*ASSIGNMENT*
Extend the news piece below on the CDC's melanoma report, picking up right after its final sentence.

*EXCERPT TO READ*
.....

Without community skin cancer prevention efforts, melanoma rates will continue to climb, according to a new Vital Signs report released this week from the Centers for Disease Control and Prevention (CDC).
According to the report, melanoma rates doubled between 1982 and 2011, but comprehensive skin cancer prevention programs may prevent 20 percent of new cases between 2020 and 2030..
Skin cancer is the most common form of cancer in the U.S. And more than 90 percent of melanoma skin cancers are due to skin cell damage from ultraviolet (UV) radiation exposure.
“Melanoma is the deadliest form of skin cancer, and it’s on the rise,” said CDC Director Tom Frieden, MD, MPH.
Melanoma rates have increased from 11.2 per 100,000 in 1982 to 22.7 per 100,000 in 2011. The report notes that without additional community prevention efforts, melanoma will continue to increase over the next 15 years, with 112,000 new cases projected in 2030. Further, it states that melanoma is responsible for more than 9,000 skin cancer deaths each year. However, effective community skin cancer prevention programs and interventions from healthcare providers could prevent an estimated 230,000 melanoma skin cancers and save $2.7 billion dollars in treatment costs.
“The rate of people getting melanoma continues to increase every year compared to the rates of most other cancers, which are declining,” said Lisa Richardson, MD, MPH, director of the Division of Cancer Prevention and Control. “If we take action now, we can prevent hundreds of thousands of new cases of skin cancers, including melanoma, and save billions of dollars in medical costs.”

.....

*EXERCISE DATA*
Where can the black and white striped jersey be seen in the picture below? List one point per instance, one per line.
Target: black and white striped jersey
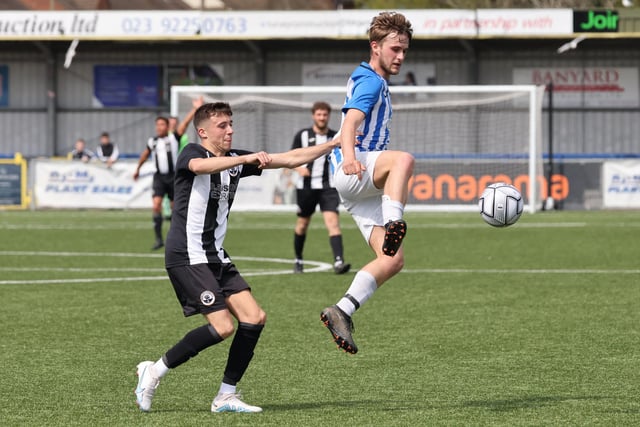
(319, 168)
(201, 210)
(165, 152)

.....

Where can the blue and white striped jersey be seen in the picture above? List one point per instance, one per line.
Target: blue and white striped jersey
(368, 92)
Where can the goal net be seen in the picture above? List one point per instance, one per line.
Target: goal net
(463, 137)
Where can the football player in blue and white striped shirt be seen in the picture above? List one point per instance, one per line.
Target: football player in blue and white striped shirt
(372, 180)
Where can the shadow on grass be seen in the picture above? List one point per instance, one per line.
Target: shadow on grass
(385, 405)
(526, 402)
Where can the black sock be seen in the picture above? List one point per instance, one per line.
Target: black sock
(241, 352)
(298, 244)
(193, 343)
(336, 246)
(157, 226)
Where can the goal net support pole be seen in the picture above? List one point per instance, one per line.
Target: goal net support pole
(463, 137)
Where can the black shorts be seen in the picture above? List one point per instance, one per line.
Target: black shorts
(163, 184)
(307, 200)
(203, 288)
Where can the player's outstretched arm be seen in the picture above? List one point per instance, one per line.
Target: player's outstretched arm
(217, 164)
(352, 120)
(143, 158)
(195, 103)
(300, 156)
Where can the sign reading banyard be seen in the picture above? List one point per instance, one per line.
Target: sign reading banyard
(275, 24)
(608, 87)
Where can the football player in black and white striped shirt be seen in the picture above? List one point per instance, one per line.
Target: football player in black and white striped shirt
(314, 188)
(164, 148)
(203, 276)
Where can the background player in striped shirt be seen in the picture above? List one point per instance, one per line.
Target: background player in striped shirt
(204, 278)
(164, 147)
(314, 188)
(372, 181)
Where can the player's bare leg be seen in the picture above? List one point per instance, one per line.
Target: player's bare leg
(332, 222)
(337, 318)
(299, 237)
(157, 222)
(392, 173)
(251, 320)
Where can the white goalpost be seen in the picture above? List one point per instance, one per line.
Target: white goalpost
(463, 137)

.....

*TASK RESULT*
According to Richardson, successful programs feature community health efforts that combine education and prevention strategies to increase skin protection for children and adults.To help minimize risk, communities can increase shade on playgrounds, at public pools and other public spaces; promote sun protection in recreational areas; and encourage employers and childcare centers to educate about sun safety and skin protection. Providers can work with their patients, schools and colleges to provides resources and information for sun safety year-round. The CDC also recommends encouraging everyone to protect their skin with protective clothing, wide-brimmed hats and broad-spectrum SPF sunscreen, and to seek shade when outdoors.
Providers can work with their patients to provide resources and information for sun safety year-round. The U.S. Preventive Services Task Force recommends healthcare providers counsel people ages 10–24 with fair skin about the dangers of UV rays and how to prevent skin cancer.